**Exercise instructions:**
Rewrite everything from the line containing "line, e.g. [347,11]" down to the end of the records, requests included, and add -97 to every number in the answer coordinates. Leave the pictures out of your answer.

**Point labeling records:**
════════════════

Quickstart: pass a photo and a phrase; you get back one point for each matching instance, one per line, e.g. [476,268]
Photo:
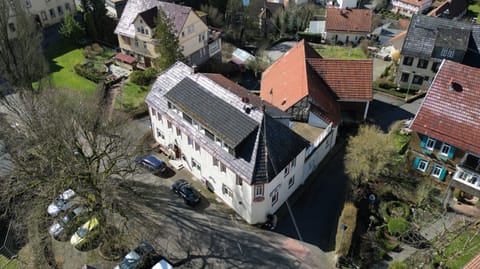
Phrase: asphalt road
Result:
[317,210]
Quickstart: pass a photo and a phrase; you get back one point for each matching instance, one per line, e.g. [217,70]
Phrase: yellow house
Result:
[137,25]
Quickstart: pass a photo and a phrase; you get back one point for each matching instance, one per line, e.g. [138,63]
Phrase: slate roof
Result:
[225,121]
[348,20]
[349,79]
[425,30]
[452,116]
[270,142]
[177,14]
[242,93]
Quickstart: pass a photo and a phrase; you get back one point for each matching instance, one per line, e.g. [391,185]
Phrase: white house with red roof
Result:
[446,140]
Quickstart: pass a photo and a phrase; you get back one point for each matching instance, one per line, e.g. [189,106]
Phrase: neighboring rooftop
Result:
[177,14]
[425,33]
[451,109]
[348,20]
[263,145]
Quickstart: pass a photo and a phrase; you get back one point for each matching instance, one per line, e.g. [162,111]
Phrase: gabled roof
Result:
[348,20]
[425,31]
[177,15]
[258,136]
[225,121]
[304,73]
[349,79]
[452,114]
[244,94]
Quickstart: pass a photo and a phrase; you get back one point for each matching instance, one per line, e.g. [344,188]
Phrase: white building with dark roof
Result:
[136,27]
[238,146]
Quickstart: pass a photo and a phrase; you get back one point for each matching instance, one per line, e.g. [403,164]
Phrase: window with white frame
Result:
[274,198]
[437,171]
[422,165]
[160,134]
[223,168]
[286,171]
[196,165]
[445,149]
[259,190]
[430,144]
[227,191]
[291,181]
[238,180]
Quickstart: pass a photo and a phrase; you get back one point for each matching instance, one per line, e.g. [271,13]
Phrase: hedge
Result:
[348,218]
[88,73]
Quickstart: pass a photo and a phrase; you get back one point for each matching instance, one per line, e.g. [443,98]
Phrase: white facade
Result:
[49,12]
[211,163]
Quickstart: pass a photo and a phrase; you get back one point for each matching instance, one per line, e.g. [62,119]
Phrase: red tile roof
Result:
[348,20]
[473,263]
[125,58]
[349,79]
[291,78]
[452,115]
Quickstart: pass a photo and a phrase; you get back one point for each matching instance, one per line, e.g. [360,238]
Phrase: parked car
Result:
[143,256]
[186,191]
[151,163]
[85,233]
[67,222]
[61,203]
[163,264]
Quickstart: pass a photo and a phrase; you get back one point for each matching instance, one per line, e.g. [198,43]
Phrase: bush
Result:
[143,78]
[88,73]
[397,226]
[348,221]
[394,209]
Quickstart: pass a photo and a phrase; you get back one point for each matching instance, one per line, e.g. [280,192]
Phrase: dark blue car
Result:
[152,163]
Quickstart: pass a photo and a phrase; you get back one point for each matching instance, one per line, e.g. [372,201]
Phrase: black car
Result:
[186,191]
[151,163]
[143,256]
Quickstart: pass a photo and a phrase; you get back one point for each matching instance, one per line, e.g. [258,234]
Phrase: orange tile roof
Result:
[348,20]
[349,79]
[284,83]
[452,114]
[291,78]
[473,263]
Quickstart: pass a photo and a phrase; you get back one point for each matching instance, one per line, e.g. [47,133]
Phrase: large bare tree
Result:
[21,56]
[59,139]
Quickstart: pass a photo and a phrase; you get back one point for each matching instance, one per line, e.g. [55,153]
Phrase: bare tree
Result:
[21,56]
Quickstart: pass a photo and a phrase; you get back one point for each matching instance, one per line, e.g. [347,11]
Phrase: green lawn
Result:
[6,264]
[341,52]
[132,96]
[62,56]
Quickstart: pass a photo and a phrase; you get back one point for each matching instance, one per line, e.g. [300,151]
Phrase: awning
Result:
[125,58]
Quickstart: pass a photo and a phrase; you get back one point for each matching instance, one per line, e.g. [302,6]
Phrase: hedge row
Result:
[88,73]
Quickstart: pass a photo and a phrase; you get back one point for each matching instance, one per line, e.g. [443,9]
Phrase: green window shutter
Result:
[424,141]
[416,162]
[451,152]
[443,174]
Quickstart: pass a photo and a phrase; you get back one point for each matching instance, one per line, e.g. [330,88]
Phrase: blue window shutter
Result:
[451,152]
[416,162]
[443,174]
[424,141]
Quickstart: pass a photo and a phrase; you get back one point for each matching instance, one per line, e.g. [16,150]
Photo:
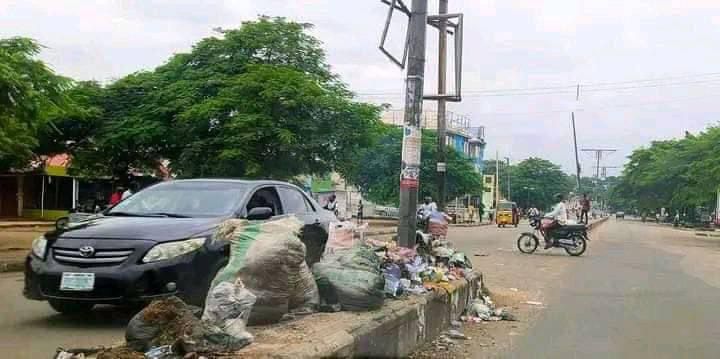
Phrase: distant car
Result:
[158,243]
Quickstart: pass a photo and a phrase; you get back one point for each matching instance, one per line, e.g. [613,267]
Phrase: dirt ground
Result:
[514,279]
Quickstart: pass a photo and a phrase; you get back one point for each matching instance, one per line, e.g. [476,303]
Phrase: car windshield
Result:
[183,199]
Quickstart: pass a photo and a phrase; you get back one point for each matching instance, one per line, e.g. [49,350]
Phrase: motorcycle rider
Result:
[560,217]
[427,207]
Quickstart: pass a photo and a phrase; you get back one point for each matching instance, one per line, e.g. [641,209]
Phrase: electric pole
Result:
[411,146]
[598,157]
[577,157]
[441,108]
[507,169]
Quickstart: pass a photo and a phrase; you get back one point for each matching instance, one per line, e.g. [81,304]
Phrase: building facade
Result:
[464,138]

════════════════

**Completed exercise:**
Quickstart: pass a photo and a phrase; you get back one point for each matching instance, one per line, e.g. [347,11]
Phrase: green lawn
Result:
[-91,167]
[244,-45]
[35,-1]
[-35,-41]
Quickstart: pass a photo and a phrase; you get back one point for each matching instance, one per line, e.g. [300,151]
Phrase: awning
Result:
[28,-39]
Quickstart: pass a photo and a phrase; you get back one point for each matching instance, one per line, e.g. [302,6]
Phrase: hedge row
Result:
[-9,-24]
Quickstart: pass a photo and a phrase; you get back one point for each matching instance, one per line, e.g. [443,9]
Phrase: green window shutter
Result:
[327,44]
[319,65]
[354,55]
[346,77]
Quickstart: pass a photo and a phrase; you get back one point for each matching instance, one per line, e.g. [330,88]
Phrase: blue window shutter
Result:
[354,55]
[319,65]
[346,77]
[327,44]
Quickstart: pass a photo and a phrase; you get back one point for each matching instance, one per line, e.g. [16,150]
Photo:
Phrase: distant car
Result:
[61,146]
Quickstart: pass a photo and a phrase; you get back one point for each matching instance, one per line, e.g. [613,267]
Phrase: dirt ground
Result:
[417,182]
Quickstart: pass a photo and a phrase; you get back one point for each matching instance, one per line, e.g. [476,303]
Phrase: car windshield
Result:
[86,102]
Quickstart: pass a photo and a phrase; you get back one point for each matching instance, one per line, e.g. [49,350]
Phrase: motorcycle rider
Result:
[463,120]
[330,110]
Quickstart: pass a photo and a phrase; you get back one point for each matching instance, one per line, e.g. [641,209]
Phrase: electric pole
Result:
[314,49]
[501,60]
[480,60]
[344,11]
[410,72]
Quickstart: pass a photo and a phrase; you get back one point for each matching instance, one per line, e.g. [81,304]
Phrase: building facade
Result:
[367,41]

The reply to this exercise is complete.